GIVEN PROBLEM: Reproduce, word for word, the lines of the records below, from the line with "If you could point at the person" up to and including the final line of the records.

----- TASK INPUTS

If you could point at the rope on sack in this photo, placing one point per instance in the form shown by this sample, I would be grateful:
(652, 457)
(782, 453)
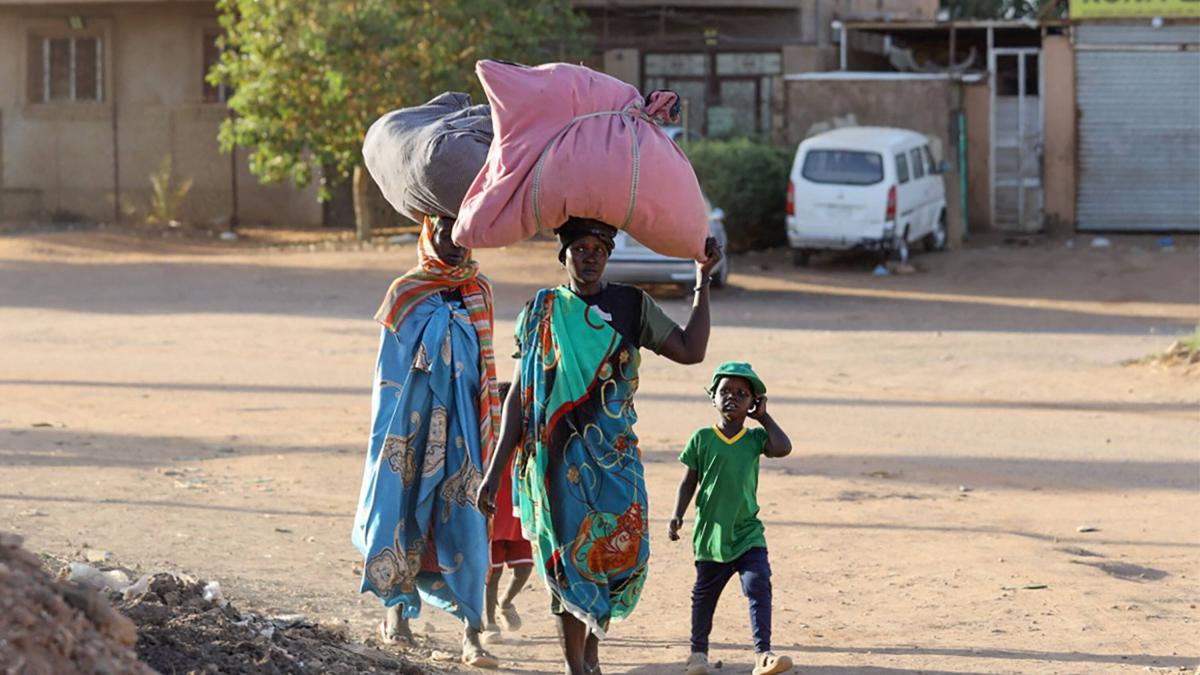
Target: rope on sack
(663, 105)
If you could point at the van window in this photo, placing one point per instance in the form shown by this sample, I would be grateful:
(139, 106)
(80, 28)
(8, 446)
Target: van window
(918, 163)
(843, 167)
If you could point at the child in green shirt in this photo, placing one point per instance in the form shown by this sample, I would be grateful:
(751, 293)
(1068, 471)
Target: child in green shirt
(723, 460)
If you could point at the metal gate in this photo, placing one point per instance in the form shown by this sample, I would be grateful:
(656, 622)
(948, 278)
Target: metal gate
(1138, 93)
(1017, 143)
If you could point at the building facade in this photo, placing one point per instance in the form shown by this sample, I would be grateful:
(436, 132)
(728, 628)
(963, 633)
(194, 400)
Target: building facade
(94, 96)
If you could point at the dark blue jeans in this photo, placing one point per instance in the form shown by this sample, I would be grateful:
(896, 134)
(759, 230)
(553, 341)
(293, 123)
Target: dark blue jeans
(754, 569)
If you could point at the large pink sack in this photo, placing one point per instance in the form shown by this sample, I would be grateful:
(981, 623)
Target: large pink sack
(574, 142)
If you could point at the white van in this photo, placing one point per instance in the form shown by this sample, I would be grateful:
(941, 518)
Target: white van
(865, 187)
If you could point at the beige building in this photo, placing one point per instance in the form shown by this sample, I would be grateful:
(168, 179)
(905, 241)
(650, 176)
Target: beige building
(95, 95)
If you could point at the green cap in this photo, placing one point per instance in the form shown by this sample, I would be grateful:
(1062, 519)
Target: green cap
(738, 369)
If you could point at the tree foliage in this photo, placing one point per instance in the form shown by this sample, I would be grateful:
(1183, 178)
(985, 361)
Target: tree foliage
(310, 76)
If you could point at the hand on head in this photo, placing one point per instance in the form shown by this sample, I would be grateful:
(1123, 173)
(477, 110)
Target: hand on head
(759, 410)
(713, 255)
(443, 243)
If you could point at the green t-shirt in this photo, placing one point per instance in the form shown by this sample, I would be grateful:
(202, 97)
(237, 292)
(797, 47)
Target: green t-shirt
(726, 500)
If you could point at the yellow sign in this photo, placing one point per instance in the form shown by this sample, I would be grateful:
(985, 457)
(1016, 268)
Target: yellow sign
(1131, 9)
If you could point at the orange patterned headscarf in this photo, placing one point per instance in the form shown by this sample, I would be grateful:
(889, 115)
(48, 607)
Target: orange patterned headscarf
(431, 276)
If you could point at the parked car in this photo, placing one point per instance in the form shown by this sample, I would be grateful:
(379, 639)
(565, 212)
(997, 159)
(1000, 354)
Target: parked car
(865, 187)
(634, 263)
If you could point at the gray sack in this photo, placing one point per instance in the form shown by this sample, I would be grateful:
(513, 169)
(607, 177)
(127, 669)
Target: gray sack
(424, 159)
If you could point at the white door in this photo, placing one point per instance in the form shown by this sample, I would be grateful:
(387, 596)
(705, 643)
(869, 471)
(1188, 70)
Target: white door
(910, 195)
(923, 173)
(1015, 138)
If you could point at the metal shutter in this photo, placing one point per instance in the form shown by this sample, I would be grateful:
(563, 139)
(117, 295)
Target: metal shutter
(1139, 129)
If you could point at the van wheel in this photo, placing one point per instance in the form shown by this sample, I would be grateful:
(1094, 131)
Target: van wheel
(936, 239)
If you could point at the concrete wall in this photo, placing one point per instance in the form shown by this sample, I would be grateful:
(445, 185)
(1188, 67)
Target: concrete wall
(923, 106)
(977, 101)
(64, 151)
(1059, 161)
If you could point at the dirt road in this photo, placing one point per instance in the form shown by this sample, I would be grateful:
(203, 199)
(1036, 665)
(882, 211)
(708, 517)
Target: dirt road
(204, 408)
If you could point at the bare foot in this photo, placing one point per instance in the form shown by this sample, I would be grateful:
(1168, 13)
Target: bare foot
(473, 652)
(394, 628)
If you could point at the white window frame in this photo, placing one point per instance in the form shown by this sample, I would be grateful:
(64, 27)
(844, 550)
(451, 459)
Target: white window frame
(73, 42)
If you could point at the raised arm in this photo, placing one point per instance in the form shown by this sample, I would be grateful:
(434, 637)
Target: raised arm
(689, 345)
(511, 422)
(687, 490)
(778, 443)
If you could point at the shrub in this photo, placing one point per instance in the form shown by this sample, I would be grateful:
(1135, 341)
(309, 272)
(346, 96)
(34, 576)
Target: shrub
(748, 179)
(166, 196)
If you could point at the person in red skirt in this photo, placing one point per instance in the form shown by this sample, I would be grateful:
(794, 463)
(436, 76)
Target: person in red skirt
(511, 549)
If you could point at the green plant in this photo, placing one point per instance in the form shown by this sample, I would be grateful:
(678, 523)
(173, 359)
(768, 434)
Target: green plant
(748, 179)
(310, 76)
(166, 196)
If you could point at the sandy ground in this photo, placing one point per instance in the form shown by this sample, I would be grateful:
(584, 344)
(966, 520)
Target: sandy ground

----------

RESPONSE:
If you could point at the person in red skirt in this photo, placing one point per instance in the form shown by this sample, I would be grateful:
(794, 463)
(436, 76)
Target: person in red skirt
(511, 549)
If you could point at the green plant in this photo, placing one point per instance in the form shown by this sample, I would be grateful:
(678, 523)
(173, 359)
(768, 434)
Target: green plant
(748, 179)
(310, 76)
(166, 196)
If you could point at the sandy ground in this photo, placing one point per instance in the form shown by this sample, I would be grateful:
(584, 344)
(966, 520)
Target: sandy ground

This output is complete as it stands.